— Begin Excerpted data —

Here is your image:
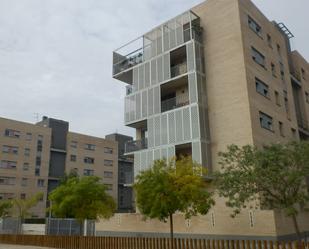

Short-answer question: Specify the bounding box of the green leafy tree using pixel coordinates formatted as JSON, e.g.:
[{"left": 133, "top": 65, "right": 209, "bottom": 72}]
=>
[
  {"left": 49, "top": 176, "right": 116, "bottom": 222},
  {"left": 12, "top": 193, "right": 43, "bottom": 232},
  {"left": 216, "top": 142, "right": 309, "bottom": 239},
  {"left": 134, "top": 157, "right": 214, "bottom": 239},
  {"left": 0, "top": 201, "right": 13, "bottom": 218}
]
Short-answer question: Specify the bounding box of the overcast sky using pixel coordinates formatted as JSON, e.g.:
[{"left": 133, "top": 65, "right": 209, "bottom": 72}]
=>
[{"left": 0, "top": 0, "right": 309, "bottom": 136}]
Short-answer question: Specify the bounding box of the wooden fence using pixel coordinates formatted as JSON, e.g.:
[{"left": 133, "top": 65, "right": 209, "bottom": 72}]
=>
[{"left": 0, "top": 235, "right": 309, "bottom": 249}]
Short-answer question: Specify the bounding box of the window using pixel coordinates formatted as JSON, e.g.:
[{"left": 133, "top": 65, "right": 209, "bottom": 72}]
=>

— End Excerpted data —

* [Challenge]
Copy out all of the records above, switching every "Specify" to "Give" and keeping everything else the same. Leave the pictures out.

* [Exercise answer]
Here is your image:

Short-answer question: Give the bounding box of the green leafy tree using pixel coordinates formatted as JSON, e.g.:
[{"left": 133, "top": 65, "right": 209, "bottom": 72}]
=>
[
  {"left": 49, "top": 176, "right": 116, "bottom": 222},
  {"left": 12, "top": 193, "right": 43, "bottom": 232},
  {"left": 216, "top": 142, "right": 309, "bottom": 239},
  {"left": 134, "top": 157, "right": 214, "bottom": 239},
  {"left": 0, "top": 201, "right": 13, "bottom": 218}
]
Short-answer question: Give the bounding box of the overcast sky using pixel coordinates formatted as JSON, e.g.:
[{"left": 133, "top": 65, "right": 209, "bottom": 72}]
=>
[{"left": 0, "top": 0, "right": 309, "bottom": 136}]
Short-answer question: Give the bounding box of the wooden fence using pixel coordinates formatted as JSON, e.g.:
[{"left": 133, "top": 65, "right": 209, "bottom": 72}]
=>
[{"left": 0, "top": 235, "right": 309, "bottom": 249}]
Short-answer question: Give the bounding box of the window using pixel coordinates formatted as JSON, e.g.:
[{"left": 133, "top": 65, "right": 209, "bottom": 72}]
=>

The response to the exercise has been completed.